Replace "doing an inventory" with "taking stock" throughout the lines below. Leave everything else untouched.

╭─ Data supplied

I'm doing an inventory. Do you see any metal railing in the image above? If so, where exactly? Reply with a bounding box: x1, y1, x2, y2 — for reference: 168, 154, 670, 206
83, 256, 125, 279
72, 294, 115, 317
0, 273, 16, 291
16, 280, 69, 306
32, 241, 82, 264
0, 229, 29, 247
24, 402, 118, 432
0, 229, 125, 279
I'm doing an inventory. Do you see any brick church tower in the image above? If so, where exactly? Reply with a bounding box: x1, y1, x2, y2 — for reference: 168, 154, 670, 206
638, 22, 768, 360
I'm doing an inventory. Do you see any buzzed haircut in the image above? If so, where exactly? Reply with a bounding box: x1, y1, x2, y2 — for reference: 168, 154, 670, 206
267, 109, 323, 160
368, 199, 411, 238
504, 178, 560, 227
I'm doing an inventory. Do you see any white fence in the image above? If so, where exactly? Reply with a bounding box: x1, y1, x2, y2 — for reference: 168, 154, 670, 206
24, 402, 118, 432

╰─

Response to this exercise –
I'm taking stock. Do you see any metal railing in the image above? If so, where exactly? Reply with a bounding box: x1, y1, x2, y2 — for reference: 168, 154, 670, 206
83, 256, 125, 279
72, 294, 115, 317
0, 273, 16, 291
16, 280, 69, 306
32, 241, 82, 264
0, 229, 29, 247
24, 402, 118, 432
0, 229, 125, 279
I'm taking stock. Do you see any brick church tower in the image above? If so, where exactly? Reply with a bounding box: x1, y1, x2, y2 — for reference: 168, 154, 670, 206
638, 22, 768, 360
I'm taking stock. Do you see any buzzed haircut in the image above? If so, where exactly? Reply with a bounding box: x1, y1, x2, y2 — for reference: 168, 154, 670, 206
267, 109, 323, 160
368, 199, 411, 238
504, 178, 560, 227
I'm taking stock. Do you see any white fence in the image above? If so, where exactly? Reply with a bounding box: x1, y1, x2, y2 — for reference: 168, 154, 670, 206
24, 402, 118, 432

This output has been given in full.